Ambiente

Dalla COP26 lo stop alla deforestazione entro il 2030

Una dichiarazione congiunta dal valore storico, quella che emerge dal secondo giorno di lavori a Glasgow e che concerne l'impegno a salvaguardare entro il 2030 il patrimonio boschivo mondiale dallo sfruttamento indiscriminato

Una dichiarazione congiunta dal valore storico, quella che emerge dal secondo giorno di lavori a Glasgow e che concerne l’impegno a salvaguardare entro il 2030 il patrimonio boschivo mondiale dallo sfruttamento indiscriminato. Oltre cento leader del mondo, che guidano i Paesi ospitanti circa l’86% delle foreste del globo, si sono impegnati infatti a stroncare la deforestazione mettendo sul tavolo impegni finanziari, anche privati, per un ammontare di 19,2 miliardi di euro. Nell’intesa anche l’azione comune per il ripristino di ecosistemi messi a dura prova dalla deforestazione e per il sostegno anche dal punto di vista finanziario delle comunità indigene che ne fanno parte.

**ELENCO DEI DATI**
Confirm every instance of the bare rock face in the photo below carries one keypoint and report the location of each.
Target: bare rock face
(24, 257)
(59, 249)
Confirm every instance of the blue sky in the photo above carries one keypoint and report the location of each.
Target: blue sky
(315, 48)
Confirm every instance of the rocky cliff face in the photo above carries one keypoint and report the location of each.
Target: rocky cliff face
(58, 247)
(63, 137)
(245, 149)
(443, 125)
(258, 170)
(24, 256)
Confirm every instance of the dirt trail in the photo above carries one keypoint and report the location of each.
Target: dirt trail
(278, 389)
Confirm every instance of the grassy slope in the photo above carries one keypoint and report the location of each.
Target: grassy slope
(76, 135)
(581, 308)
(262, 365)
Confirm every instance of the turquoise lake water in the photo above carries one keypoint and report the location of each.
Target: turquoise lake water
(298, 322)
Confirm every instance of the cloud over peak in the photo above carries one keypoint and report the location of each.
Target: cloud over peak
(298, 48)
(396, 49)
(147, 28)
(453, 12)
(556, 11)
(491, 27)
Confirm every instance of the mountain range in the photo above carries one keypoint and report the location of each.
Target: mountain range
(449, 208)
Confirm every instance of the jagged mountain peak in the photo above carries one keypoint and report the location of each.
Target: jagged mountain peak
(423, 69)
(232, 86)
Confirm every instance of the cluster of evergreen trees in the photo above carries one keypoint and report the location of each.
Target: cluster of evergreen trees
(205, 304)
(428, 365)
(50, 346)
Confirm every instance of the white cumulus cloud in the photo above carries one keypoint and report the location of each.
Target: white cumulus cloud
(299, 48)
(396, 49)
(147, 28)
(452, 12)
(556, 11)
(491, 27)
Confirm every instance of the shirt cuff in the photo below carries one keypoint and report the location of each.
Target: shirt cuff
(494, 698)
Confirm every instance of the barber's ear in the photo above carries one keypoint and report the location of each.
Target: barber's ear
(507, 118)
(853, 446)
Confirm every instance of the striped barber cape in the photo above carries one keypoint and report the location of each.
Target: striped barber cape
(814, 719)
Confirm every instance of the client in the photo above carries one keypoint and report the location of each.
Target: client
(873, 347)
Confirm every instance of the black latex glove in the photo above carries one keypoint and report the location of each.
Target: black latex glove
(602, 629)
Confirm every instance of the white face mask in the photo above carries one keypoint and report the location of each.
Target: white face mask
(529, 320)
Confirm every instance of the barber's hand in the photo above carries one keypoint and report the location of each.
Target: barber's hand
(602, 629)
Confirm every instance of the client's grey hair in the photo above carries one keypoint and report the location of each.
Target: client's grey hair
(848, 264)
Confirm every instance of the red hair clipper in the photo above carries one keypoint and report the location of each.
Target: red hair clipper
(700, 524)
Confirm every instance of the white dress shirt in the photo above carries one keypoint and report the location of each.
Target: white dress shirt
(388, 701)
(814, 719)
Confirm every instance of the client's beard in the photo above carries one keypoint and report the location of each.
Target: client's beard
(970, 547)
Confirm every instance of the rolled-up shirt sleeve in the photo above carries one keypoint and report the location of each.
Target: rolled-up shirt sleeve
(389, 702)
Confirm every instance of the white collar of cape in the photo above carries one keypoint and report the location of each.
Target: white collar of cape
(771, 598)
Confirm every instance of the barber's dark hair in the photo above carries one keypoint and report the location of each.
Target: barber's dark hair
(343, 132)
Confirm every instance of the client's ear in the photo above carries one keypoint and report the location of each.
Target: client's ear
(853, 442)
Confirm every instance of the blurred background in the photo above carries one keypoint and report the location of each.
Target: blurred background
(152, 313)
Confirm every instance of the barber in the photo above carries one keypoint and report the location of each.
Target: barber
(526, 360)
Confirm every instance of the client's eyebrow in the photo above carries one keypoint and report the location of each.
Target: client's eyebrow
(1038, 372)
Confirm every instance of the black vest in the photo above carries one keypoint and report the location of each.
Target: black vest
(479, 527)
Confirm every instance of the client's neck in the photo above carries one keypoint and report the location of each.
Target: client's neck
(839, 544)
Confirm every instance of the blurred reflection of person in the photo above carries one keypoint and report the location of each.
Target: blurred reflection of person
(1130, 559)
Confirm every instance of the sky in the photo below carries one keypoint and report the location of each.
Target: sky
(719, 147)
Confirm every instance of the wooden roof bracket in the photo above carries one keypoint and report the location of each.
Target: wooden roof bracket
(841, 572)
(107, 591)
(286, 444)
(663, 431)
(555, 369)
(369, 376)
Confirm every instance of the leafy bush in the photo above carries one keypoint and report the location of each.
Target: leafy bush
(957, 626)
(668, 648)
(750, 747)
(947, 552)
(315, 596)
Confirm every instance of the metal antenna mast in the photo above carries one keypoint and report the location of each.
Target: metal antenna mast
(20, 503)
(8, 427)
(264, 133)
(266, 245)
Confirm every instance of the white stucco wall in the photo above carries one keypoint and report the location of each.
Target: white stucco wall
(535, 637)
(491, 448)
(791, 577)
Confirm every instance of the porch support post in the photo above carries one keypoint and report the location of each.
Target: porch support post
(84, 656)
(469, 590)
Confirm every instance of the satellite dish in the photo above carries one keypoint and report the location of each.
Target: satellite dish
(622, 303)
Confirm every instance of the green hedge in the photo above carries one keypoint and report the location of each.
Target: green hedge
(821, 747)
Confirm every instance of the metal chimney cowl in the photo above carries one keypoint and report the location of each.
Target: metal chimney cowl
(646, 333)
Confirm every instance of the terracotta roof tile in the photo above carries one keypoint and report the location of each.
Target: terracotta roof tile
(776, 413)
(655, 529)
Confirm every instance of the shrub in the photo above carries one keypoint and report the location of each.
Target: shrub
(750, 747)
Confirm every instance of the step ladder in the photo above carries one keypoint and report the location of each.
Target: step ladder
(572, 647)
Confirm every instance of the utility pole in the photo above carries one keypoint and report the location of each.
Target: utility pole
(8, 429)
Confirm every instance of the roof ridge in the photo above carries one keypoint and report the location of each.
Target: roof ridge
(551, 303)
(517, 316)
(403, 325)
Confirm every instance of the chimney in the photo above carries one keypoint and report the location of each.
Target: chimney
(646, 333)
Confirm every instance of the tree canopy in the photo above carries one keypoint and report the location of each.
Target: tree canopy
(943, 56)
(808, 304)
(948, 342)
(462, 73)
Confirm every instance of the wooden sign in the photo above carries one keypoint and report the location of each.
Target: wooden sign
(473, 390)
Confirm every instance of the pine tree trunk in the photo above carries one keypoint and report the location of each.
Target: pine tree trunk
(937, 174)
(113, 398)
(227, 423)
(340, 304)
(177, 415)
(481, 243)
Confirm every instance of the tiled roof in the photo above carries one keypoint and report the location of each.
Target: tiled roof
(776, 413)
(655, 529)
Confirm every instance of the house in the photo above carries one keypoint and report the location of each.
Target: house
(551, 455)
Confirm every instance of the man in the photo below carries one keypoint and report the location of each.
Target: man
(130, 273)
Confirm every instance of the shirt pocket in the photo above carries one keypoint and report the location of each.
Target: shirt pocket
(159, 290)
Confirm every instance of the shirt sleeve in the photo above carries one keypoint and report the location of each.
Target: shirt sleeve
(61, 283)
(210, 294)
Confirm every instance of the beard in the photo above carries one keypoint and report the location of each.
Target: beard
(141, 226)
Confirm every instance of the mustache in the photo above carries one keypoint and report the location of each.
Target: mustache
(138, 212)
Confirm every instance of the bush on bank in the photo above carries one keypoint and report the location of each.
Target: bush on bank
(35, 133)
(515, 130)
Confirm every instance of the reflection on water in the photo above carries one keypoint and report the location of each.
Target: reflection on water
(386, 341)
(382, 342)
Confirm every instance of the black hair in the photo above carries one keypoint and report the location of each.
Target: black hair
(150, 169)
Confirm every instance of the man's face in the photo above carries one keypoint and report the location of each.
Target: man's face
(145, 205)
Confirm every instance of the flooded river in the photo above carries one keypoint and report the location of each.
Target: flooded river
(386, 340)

**ESERCIZI DA SVOLGERE**
**A)** Rispondi in base all'articolo sulla COP26:
(i) In quale città si svolgono i lavori?
(ii) Quale parte delle foreste del globo si trova nei Paesi guidati dai leader che hanno preso l'impegno?
(iii) A quanto ammontano in tutto gli impegni finanziari messi sul tavolo?
**B)** Elenca, senza ripetizioni, gli anni, le percentuali e le somme di denaro scritti in cifre nell'articolo sulla COP26.
Questi dati non hanno niente a che fare con l'articolo sulla COP26.

**RISPOSTE FORNITE**
**A)**
(i) A Glasgow.
(ii) Circa l'86%.
(iii) 19,2 miliardi di euro.

**B)**
2030
86%
19,2 miliardi di euro